▶ [Given problem]:
Select each line below that contains the string "Target", treating uppercase and lowercase letters as different.

==== Entries supplied ====

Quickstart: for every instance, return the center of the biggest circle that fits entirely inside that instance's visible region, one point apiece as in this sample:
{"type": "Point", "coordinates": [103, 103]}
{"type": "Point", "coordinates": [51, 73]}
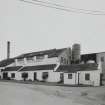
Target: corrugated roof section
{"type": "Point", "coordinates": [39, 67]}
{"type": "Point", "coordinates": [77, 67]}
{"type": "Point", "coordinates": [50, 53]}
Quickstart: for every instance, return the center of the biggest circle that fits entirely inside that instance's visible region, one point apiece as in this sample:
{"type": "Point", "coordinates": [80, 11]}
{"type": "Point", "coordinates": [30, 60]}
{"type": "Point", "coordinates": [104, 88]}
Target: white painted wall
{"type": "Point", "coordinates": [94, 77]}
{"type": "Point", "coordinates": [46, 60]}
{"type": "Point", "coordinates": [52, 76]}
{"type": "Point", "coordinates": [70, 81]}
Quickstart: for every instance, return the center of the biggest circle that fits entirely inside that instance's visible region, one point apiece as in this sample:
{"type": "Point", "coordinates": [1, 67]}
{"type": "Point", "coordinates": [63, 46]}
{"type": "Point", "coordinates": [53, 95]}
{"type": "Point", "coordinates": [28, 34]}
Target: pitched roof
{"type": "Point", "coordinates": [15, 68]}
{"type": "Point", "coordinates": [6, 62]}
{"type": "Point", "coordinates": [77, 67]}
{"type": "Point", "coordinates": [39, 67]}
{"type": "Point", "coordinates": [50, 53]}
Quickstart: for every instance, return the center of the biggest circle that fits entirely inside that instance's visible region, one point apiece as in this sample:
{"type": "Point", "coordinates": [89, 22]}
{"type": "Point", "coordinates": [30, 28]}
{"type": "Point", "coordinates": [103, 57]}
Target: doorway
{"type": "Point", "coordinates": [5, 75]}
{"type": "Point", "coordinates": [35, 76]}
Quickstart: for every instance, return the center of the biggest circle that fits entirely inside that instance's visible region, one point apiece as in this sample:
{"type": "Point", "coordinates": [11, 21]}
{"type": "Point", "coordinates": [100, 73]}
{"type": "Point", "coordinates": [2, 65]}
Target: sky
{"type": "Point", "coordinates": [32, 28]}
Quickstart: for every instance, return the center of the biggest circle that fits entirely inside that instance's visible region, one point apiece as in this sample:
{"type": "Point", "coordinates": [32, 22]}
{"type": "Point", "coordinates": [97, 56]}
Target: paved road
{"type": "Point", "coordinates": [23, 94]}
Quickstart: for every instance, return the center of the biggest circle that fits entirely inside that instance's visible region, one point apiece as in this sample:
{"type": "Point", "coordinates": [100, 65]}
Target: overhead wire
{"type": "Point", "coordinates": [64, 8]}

====
==== Entries supplied ====

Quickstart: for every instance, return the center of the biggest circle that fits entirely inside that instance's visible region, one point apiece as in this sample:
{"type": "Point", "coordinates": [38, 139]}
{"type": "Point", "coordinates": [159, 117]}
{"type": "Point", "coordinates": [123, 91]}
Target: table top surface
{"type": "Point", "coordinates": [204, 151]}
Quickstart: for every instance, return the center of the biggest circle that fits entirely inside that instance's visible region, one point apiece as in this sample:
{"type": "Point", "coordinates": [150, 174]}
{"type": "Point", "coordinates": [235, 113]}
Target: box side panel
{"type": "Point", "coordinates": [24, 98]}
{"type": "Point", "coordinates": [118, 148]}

====

▶ [Right answer]:
Target: corrugated roof section
Target: white painted wall
Target: pitched roof
Target: doorway
Target: sky
Target: paved road
Target: overhead wire
Target: table top surface
Target: box side panel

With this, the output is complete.